** Activity **
Return only those lines of the records below in which "leaf" appears.

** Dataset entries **
● ● ● ● ●
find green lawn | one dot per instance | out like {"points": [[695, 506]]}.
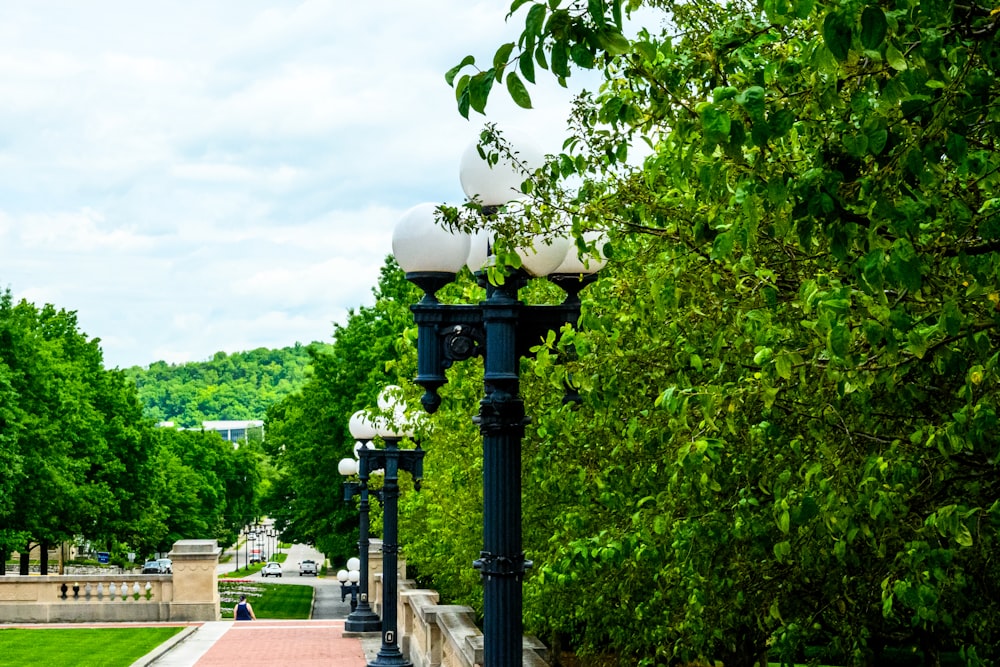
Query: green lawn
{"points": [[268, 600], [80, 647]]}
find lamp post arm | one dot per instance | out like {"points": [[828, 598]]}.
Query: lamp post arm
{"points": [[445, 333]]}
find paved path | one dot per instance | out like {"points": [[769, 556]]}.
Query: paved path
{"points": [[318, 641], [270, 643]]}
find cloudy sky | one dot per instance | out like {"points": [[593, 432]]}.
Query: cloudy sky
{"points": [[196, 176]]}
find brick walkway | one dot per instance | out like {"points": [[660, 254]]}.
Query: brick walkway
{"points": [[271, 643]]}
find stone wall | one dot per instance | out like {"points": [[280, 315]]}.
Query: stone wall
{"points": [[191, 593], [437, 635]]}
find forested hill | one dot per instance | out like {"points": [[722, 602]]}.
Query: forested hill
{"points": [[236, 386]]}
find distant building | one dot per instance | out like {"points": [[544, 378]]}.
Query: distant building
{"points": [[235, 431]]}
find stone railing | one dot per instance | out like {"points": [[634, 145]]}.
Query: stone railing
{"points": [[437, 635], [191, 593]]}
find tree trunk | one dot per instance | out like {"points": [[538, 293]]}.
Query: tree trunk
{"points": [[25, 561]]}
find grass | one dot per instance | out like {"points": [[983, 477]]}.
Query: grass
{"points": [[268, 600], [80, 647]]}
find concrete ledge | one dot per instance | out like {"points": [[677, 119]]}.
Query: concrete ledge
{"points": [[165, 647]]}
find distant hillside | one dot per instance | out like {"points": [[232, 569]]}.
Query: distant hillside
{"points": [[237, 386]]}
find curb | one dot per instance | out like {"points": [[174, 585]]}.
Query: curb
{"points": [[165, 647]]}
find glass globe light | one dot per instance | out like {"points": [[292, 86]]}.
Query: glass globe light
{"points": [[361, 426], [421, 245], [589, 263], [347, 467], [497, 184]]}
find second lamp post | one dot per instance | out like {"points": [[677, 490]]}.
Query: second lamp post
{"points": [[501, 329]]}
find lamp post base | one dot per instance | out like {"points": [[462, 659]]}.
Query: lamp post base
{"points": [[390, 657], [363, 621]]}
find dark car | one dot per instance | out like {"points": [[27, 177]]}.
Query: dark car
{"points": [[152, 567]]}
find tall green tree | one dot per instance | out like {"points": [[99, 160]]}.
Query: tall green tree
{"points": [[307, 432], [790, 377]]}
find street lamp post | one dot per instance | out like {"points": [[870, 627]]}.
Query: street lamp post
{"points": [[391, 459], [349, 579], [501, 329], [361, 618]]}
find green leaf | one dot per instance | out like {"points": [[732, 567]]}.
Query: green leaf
● ● ● ● ●
** Response box **
find green leaf | one dot per instance | out like {"points": [[732, 567]]}.
Query: green leaf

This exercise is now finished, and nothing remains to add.